(Photo-based referring expression data)
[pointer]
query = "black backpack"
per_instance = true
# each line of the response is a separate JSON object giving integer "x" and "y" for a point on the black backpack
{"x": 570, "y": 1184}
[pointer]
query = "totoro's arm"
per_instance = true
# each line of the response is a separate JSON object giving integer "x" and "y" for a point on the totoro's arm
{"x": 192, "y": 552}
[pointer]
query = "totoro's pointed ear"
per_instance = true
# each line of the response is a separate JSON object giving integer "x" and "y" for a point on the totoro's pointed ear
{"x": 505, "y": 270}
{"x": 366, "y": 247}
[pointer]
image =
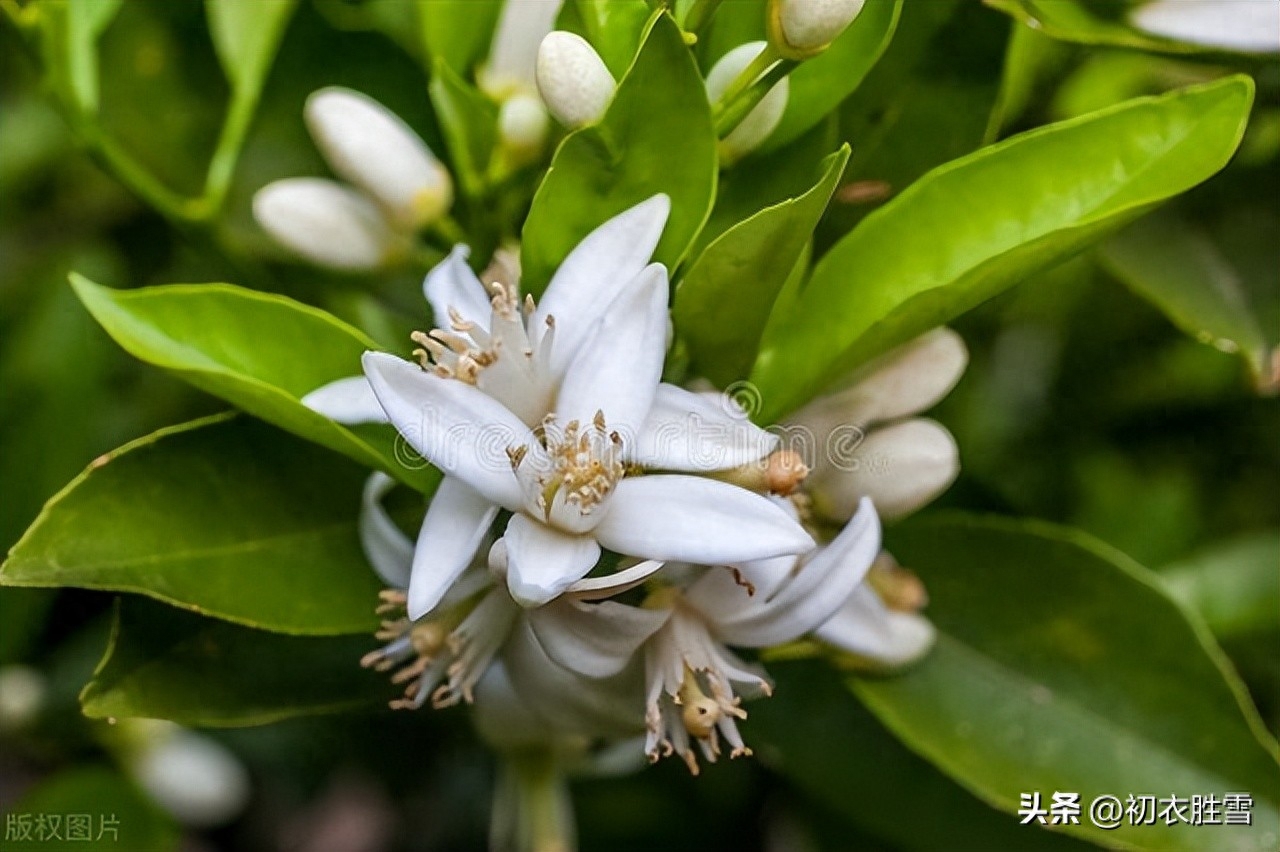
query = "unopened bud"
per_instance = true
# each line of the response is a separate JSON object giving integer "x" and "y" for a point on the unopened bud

==

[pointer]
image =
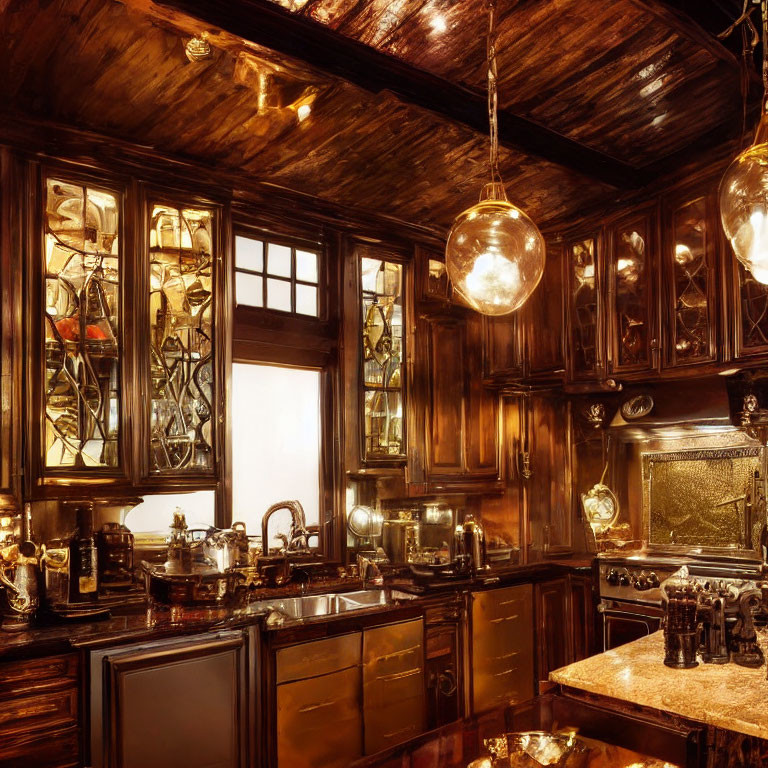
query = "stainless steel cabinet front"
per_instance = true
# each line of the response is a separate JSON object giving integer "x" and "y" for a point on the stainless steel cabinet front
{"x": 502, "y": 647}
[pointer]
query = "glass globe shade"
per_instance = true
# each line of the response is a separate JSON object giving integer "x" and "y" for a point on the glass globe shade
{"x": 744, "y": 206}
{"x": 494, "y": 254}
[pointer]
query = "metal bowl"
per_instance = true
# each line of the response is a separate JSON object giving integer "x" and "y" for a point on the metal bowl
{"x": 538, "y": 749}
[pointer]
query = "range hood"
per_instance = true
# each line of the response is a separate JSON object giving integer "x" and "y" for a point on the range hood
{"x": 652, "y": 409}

AIM OF THE TASK: Using the records above, copy each line that contains "query".

FINISHED TASK:
query = "black backpack"
query = "totoro's arm"
query = "totoro's pointed ear"
query = "unopened bud"
query = "stainless steel cabinet front"
query = "glass globe shade"
query = "metal bowl"
query = "range hood"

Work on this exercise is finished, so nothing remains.